What can be more contrary to the most rational principles of human intercourse than the inquisitorial spirit which such regulations imply? Who shall enter into my house, scrutinise my expenditure and count the dishes upon my table? Who shall detect the stratagems I employ to cover my real possession of an enormous income, while I seem to receive but a small one? Not that there is really any thing unjust and unbecoming, as has been too often supposed, in my neighbour's animadverting with the utmost freedom upon my personal conduct. But that such regulations include a system of petty watchfulness and inspection; not contenting themselves with animadversion whenever the occasion is presented, but making it the business of one man constantly to pry into the proceedings of another, the whole depending upon the uniformity with which this is done; creating a perpetual struggle between the restless curiosity of the first, and the artful concealment of the second. By what motives will you make a man an informer? If by public spirit and philanthropy inciting him to brave obloquy and resentment for the sake of duty, will sumptuary laws be very necessary among a people thus far advanced [2-587] in virtue? If by sinister and indirect considerations, will not the vices you propagate be more dangerous than the vices you suppress?

Such must be the case in extensive governments: in governments of smaller dimensions opinion would be all sufficient; the inspection of every man over the conduct of his neighbours, when unstained with caprice, would constitute a censorship of the more irresistible nature. But the force of this censorship would depend upon its freedom, not following the positive dictates of law, but the spontaneous decisions of the understanding.

Again, in the distribution of rewards who shall secure us against error, partiality and intrigue, converting that which was meant for the support of virtue into a new engine for her ruin? Not to add, that prizes are a very feeble instrument for the generation of excellence, always inadequate to its reward where it really exists, always in danger of being bestowed on its semblance, continually misleading the understanding by foreign and degenerate motives of avarice and vanity.

In truth, the whole system of such regulations is a perpetual struggle against the laws of nature and necessity. Mind will in all instances be swayed by its own views and propensities. No project can be more absurd, than that of reversing these propensities [2-588] by the interposition of authority. He that should command a conflagration to cease or a tempest to be still, would not display more ignorance of the system of the universe, than he, who, with a code of regulations, whether general or minute, that he has framed in his closet, expects to restore a corrupt and luxurious people to temperance and virtue.

Political degeneracy not incurable. The force of this argument respecting the inefficacy of regulations has often been felt, and the conclusions that are deduced from it have been in a high degree discouraging. "The character of nations," it has been said, "is unalterable, or at least, when once debauched, can never be recovered to purity. Laws are an empty name, when the manners of the people are become corrupt. In vain shall the wisest legislator attempt the reformation of his country, when the torrent of profligacy and vice has once broken down the bounds of moderation. There is no longer any instrument left for the restoration of simplicity and frugality. It is useless to declaim against the evils that arise from inequality of riches and rank, where this inequality has already gained an establishment. A generous spirit will admire the exertions of a Cato and a Brutus; but a calculating spirit will condemn them, as inflicting useless torture upon a patient whose disease is irremediable. It was from a view of this truth that the poets derived their fictions respecting the early history of mankind; well aware that, when luxury was introduced and the springs of mind unbent, it would be a vain expectation that should hope to recal [2-589] men from passion to reason, and from effeminacy to energy2." But this conclusion from the inefficacy of regulations is so far from being valid, that in reality,

3. superfluous: A third objection to the positive interference of society in its corporate capacity for the propagation of truth and virtue is, that such interference is altogether unnecessary. Truth and virtue are competent to fight their own battles. They do not need to be nursed and patronised by the hand of power.

* [DATASET ENTRIES]:
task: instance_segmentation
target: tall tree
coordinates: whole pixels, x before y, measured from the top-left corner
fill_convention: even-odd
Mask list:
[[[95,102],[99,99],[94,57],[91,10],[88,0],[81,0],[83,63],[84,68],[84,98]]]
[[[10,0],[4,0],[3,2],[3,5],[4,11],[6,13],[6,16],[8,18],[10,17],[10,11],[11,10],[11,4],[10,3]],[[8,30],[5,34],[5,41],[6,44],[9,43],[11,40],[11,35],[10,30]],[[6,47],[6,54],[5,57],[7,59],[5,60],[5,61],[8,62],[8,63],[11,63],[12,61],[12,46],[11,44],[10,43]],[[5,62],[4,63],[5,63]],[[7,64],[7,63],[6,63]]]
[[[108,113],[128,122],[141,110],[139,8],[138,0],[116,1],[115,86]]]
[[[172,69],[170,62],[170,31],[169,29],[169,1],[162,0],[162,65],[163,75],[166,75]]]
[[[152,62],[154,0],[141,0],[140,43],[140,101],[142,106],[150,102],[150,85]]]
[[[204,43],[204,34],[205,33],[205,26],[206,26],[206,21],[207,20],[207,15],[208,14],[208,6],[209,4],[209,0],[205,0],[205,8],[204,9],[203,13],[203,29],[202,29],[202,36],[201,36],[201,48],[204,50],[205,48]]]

* [WHAT THE TASK REQUIRES]:
Rewrite the section of the passage on regulating morals that opens with the words "Again, in the" and closes with "avarice and vanity.", replacing "prizes" with "honors".

* [EXERCISE RESULT]:
Again, in the distribution of rewards who shall secure us against error, partiality and intrigue, converting that which was meant for the support of virtue into a new engine for her ruin? Not to add, that honors are a very feeble instrument for the generation of excellence, always inadequate to its reward where it really exists, always in danger of being bestowed on its semblance, continually misleading the understanding by foreign and degenerate motives of avarice and vanity.